■ TASK DETAILS
Below are several entries. Transcribe exactly those lines that fall from the one with "negative clicks: (500, 301) (543, 194)" through the one with "negative clicks: (244, 366)", end lines included.

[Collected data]
● ● ● ●

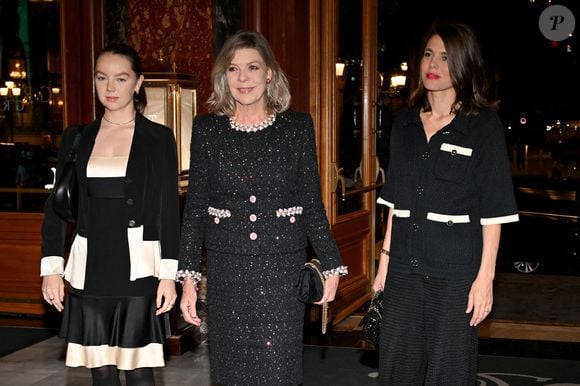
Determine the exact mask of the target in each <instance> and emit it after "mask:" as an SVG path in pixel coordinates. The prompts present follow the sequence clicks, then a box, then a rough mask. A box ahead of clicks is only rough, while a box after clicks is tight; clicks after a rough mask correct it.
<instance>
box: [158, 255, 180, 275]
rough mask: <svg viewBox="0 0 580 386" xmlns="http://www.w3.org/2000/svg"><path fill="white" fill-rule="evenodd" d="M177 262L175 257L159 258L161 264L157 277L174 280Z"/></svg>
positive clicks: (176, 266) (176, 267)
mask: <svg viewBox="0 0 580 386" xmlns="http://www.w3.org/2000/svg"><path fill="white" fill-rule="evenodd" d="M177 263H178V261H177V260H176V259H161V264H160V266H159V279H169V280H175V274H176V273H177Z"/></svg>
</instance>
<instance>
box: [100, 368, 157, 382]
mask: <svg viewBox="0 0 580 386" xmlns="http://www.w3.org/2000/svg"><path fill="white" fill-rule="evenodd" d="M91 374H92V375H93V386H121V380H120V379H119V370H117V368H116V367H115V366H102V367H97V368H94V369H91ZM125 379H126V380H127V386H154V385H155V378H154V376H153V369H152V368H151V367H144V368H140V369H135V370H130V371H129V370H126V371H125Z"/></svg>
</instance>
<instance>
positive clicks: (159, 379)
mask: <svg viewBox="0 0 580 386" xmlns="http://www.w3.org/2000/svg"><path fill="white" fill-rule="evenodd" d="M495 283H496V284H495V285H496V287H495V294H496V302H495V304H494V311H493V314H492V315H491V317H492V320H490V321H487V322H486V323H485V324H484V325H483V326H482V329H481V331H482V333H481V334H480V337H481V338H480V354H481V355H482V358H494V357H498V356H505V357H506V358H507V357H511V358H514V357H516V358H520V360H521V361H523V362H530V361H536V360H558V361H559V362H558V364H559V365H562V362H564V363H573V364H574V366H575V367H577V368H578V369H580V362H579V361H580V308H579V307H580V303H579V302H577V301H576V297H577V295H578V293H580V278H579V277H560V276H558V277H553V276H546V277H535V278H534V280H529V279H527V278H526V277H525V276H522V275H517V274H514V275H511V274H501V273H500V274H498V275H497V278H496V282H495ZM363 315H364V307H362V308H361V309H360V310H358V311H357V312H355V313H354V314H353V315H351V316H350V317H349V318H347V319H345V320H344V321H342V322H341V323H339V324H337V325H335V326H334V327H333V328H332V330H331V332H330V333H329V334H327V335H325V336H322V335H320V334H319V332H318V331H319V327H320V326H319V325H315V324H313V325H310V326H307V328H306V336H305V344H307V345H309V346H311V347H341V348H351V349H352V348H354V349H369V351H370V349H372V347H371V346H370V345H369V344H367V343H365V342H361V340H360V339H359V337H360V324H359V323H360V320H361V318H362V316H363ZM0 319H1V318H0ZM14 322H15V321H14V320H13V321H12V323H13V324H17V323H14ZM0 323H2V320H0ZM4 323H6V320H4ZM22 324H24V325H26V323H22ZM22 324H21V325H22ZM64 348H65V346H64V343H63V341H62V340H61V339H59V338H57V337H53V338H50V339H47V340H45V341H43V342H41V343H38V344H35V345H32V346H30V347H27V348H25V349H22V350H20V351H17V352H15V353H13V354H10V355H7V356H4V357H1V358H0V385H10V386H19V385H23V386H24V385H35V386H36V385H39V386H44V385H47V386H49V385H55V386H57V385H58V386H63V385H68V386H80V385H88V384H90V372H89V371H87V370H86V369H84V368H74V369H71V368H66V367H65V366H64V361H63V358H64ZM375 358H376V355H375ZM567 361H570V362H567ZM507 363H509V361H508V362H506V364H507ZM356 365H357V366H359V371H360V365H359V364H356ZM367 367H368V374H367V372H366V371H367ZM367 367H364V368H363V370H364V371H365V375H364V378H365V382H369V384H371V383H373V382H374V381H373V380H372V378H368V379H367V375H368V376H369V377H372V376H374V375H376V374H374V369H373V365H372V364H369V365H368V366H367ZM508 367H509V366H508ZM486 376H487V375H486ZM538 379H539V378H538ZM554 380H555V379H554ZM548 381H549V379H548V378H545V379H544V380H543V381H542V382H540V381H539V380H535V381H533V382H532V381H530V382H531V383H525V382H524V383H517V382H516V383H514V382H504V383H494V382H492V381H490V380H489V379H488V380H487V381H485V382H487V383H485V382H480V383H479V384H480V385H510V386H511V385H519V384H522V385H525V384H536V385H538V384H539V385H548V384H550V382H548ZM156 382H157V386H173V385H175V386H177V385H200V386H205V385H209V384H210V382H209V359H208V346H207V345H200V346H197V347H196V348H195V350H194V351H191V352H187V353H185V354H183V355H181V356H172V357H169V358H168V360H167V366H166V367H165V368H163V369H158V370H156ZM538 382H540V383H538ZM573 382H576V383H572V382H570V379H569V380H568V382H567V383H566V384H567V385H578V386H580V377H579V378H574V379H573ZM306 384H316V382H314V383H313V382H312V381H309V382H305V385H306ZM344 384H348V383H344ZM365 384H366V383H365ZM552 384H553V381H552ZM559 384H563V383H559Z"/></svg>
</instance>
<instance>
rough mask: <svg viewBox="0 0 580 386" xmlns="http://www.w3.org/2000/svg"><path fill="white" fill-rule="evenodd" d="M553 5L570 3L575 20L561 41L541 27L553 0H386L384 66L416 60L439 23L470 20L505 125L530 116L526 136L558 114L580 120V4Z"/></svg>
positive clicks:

● ● ● ●

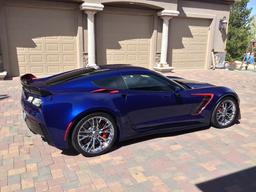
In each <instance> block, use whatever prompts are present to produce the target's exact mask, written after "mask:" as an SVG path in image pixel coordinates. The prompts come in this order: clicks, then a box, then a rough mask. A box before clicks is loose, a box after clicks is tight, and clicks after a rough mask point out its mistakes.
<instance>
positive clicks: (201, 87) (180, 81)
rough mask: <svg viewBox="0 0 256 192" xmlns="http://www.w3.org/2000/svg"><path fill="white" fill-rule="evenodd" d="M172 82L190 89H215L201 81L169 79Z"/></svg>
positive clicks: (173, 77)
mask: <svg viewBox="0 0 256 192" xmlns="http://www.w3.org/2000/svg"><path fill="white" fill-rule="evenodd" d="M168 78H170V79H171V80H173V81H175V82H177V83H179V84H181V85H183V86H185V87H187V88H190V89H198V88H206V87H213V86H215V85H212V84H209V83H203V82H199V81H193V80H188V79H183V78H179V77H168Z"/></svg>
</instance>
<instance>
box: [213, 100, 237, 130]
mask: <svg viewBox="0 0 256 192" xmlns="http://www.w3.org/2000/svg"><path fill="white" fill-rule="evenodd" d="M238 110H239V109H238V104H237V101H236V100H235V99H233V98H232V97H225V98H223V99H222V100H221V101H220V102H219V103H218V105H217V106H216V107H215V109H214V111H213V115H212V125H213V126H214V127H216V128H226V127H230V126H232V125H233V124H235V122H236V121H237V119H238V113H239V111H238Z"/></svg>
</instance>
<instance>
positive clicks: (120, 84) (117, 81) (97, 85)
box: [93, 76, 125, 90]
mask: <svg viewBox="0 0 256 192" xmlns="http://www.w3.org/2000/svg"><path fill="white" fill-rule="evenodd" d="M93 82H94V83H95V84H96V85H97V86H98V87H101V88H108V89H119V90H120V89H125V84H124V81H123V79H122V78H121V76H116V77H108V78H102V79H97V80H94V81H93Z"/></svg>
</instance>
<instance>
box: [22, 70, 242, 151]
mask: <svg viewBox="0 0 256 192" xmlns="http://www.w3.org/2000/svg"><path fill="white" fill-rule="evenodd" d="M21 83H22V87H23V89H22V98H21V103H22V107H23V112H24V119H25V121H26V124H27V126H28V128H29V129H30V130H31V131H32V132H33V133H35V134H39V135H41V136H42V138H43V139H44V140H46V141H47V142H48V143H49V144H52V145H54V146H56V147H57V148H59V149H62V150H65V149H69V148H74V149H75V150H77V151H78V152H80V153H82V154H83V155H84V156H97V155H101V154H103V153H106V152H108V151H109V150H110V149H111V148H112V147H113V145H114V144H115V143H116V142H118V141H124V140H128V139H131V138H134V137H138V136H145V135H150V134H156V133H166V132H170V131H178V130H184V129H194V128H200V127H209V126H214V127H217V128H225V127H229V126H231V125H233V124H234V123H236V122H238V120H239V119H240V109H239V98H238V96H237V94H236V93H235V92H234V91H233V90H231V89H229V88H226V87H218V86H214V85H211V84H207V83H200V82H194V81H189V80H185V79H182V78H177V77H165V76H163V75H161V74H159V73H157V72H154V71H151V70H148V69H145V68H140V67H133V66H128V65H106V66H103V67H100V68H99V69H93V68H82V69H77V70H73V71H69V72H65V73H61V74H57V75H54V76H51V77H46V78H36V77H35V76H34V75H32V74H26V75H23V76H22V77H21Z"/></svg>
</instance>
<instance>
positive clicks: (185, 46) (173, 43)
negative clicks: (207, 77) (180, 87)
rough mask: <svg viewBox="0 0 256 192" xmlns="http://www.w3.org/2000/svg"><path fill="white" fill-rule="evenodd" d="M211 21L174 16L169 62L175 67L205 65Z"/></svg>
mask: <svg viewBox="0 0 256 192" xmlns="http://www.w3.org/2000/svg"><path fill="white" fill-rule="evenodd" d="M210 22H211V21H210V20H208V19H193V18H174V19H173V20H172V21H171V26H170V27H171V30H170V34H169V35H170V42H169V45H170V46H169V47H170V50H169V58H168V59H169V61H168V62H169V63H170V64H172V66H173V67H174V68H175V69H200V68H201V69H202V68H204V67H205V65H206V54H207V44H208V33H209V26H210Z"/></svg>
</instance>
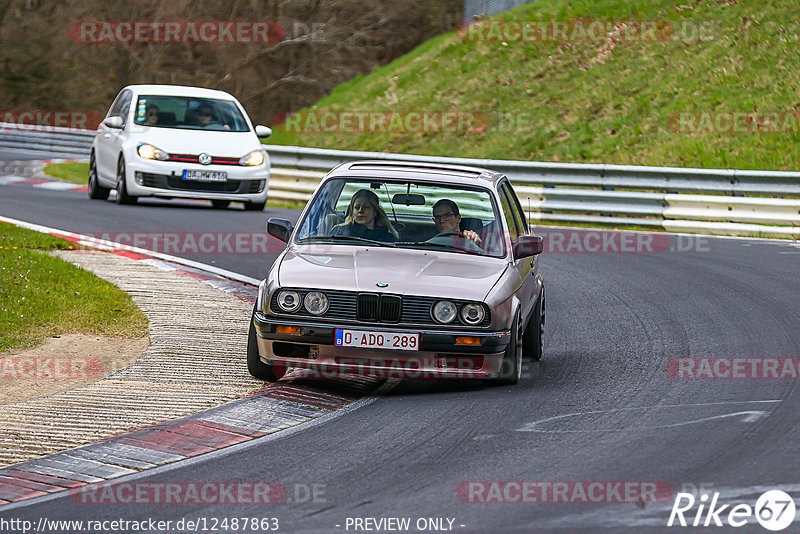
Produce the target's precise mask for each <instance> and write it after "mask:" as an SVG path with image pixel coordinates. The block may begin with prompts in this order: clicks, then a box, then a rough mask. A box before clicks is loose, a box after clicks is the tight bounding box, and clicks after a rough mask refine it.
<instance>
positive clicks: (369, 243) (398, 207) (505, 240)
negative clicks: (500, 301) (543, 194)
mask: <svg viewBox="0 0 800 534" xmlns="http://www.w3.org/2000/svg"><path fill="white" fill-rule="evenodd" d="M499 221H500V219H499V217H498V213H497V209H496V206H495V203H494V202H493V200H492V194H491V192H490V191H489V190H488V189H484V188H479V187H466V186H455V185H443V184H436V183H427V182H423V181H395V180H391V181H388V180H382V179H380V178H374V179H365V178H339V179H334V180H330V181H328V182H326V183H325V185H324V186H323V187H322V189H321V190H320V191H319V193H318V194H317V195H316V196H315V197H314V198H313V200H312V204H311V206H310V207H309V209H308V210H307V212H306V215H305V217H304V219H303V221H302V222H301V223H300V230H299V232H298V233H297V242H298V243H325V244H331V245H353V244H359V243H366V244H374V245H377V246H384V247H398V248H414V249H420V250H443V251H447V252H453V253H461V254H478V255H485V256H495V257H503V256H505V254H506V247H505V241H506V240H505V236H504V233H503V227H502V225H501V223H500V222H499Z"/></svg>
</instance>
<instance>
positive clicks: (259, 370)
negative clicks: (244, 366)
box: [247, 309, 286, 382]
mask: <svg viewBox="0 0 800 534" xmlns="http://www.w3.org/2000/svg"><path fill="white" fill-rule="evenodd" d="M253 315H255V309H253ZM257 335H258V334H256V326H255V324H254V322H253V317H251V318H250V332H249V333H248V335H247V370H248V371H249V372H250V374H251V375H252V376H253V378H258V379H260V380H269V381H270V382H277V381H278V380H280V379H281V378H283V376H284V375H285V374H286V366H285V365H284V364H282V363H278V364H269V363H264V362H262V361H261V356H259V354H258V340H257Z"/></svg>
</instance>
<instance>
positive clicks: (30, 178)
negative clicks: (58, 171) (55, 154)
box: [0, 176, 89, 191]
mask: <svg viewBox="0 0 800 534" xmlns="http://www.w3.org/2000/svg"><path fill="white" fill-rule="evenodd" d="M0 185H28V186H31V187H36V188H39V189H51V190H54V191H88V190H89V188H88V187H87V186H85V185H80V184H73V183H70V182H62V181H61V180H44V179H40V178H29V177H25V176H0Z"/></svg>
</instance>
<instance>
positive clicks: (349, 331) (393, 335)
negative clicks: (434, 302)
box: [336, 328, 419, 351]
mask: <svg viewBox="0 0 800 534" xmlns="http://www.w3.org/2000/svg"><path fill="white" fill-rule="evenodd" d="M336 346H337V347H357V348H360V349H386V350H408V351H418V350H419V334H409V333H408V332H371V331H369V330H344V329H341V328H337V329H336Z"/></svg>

● ● ● ●

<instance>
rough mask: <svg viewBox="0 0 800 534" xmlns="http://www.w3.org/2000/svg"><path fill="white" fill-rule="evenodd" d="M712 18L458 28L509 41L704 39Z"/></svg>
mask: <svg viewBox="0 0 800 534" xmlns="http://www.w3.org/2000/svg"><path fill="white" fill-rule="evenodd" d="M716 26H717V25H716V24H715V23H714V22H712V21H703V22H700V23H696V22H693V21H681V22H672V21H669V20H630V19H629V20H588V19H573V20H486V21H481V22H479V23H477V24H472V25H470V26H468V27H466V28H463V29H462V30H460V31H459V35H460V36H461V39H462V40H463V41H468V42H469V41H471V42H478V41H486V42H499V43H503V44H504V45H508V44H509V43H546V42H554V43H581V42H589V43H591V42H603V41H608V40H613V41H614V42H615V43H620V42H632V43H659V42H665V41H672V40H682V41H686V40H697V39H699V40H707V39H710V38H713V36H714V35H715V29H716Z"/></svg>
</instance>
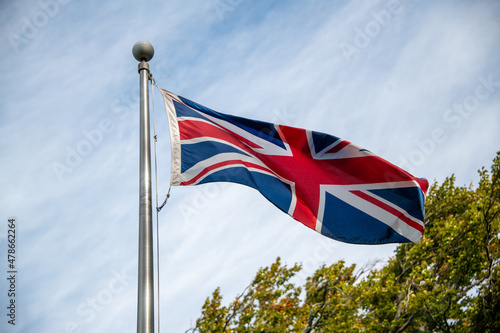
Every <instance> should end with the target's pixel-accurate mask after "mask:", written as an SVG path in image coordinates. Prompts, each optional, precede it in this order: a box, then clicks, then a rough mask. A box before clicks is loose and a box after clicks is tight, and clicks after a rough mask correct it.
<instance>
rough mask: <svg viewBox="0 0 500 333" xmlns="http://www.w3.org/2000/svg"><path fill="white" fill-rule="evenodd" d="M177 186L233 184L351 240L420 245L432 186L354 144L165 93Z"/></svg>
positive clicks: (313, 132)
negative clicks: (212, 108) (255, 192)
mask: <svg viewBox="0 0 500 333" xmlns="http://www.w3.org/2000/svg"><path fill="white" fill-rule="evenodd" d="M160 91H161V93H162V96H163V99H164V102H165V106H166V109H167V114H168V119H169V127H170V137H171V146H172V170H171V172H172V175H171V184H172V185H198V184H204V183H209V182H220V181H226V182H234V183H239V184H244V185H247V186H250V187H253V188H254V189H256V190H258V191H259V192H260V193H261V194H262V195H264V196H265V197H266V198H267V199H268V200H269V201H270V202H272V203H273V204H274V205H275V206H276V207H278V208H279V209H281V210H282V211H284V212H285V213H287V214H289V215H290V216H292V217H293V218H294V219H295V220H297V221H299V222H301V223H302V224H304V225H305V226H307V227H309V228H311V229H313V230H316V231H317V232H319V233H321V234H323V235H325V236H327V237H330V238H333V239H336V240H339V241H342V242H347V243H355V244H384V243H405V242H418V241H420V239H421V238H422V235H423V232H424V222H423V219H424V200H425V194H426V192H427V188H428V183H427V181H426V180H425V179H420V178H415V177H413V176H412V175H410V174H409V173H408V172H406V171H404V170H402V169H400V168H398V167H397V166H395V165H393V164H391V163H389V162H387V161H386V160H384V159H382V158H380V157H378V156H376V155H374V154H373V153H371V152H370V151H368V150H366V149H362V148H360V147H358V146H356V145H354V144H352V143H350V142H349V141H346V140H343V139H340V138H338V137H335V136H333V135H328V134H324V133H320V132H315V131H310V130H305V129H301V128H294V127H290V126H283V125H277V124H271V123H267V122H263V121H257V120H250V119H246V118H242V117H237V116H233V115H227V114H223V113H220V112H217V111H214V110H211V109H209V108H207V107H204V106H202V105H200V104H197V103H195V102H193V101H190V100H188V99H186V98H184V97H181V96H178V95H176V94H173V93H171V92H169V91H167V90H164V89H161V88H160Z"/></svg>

● ● ● ●

■ REPLY
negative clicks: (500, 301) (543, 194)
mask: <svg viewBox="0 0 800 534" xmlns="http://www.w3.org/2000/svg"><path fill="white" fill-rule="evenodd" d="M499 221H500V219H499V217H498V213H497V209H496V206H495V203H494V202H493V200H492V194H491V192H490V191H489V190H488V189H484V188H479V187H466V186H455V185H443V184H436V183H427V182H423V181H395V180H391V181H388V180H382V179H380V178H374V179H365V178H339V179H334V180H330V181H328V182H326V183H325V185H324V186H323V187H322V189H321V190H320V191H319V193H318V194H317V195H316V196H315V197H314V198H313V200H312V204H311V206H310V207H309V209H308V210H307V212H306V215H305V217H304V219H303V221H302V222H301V223H300V230H299V232H298V233H297V242H298V243H325V244H331V245H353V244H359V243H366V244H374V245H377V246H384V247H398V248H414V249H420V250H443V251H447V252H453V253H461V254H478V255H485V256H495V257H503V256H505V254H506V247H505V241H506V240H505V236H504V233H503V227H502V225H501V223H500V222H499Z"/></svg>
</instance>
<instance>
positive clicks: (259, 370)
negative clicks: (244, 366)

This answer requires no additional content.